Data for analysis: Begin

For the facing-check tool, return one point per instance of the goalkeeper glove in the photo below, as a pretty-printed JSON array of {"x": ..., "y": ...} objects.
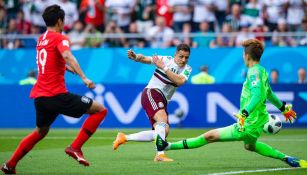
[
  {"x": 241, "y": 118},
  {"x": 288, "y": 112}
]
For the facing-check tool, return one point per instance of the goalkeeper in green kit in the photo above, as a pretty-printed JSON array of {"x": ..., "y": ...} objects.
[{"x": 251, "y": 117}]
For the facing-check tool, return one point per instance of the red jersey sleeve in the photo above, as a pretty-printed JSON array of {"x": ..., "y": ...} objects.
[{"x": 63, "y": 44}]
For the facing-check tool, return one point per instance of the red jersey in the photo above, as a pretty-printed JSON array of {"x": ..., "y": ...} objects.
[{"x": 51, "y": 65}]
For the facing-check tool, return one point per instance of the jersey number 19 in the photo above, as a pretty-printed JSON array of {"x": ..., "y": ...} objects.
[{"x": 41, "y": 59}]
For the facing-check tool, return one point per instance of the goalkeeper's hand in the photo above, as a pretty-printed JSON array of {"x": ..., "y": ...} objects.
[
  {"x": 289, "y": 113},
  {"x": 241, "y": 118}
]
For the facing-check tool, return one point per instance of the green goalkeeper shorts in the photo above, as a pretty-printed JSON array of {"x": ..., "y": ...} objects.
[{"x": 232, "y": 133}]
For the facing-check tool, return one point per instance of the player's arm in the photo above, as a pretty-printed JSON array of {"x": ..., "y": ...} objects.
[
  {"x": 255, "y": 84},
  {"x": 178, "y": 79},
  {"x": 286, "y": 110},
  {"x": 274, "y": 99},
  {"x": 139, "y": 57},
  {"x": 73, "y": 66}
]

Data for analysis: End

Task goal - The copy must match the listing above exactly but contain no pictures.

Answer space -
For the facing-check tool, return one point per instance of the goalkeeper glove in the photo below, as a pretty-printed JSON array of {"x": ..., "y": ...} objects.
[
  {"x": 241, "y": 118},
  {"x": 288, "y": 112}
]
For the facing-check tool, return one point per instance of the goalkeeper in green kit in the photo above, as a pretty-printed JSON array of {"x": ..., "y": ...} objects.
[{"x": 251, "y": 117}]
For the facing-check tool, return one point per instance of the red jersey sleeve in the photo above, as a pretty-printed JSON array of {"x": ..., "y": ...} objects.
[{"x": 63, "y": 44}]
For the facing-check tool, return one point per instance of the red jersey in the photo above, as a pretty-printed JSON array of {"x": ..., "y": ...} objects.
[{"x": 51, "y": 65}]
For the facing-check tool, return one point per instance of the jersey number 19 in the photo above, as a pretty-printed JSON array of {"x": ..., "y": ...} objects.
[{"x": 41, "y": 59}]
For the facing-check tool, return one point per instance of the goalkeeper's hand in the photo above, as a pretty-printed JSON array of {"x": ..., "y": ...} objects.
[
  {"x": 289, "y": 113},
  {"x": 241, "y": 118}
]
For the facing-check tool, return one point per instance of the green goalkeeper shorts in the photo above, as a pretty-printed JSON array of {"x": ..., "y": ...} objects.
[{"x": 232, "y": 133}]
For the facing-check tool, return one point per instance of the player's arm in the photo above, as a pretty-printed JSON array of {"x": ..., "y": ...} objects.
[
  {"x": 255, "y": 84},
  {"x": 178, "y": 79},
  {"x": 286, "y": 110},
  {"x": 274, "y": 99},
  {"x": 139, "y": 57},
  {"x": 73, "y": 66}
]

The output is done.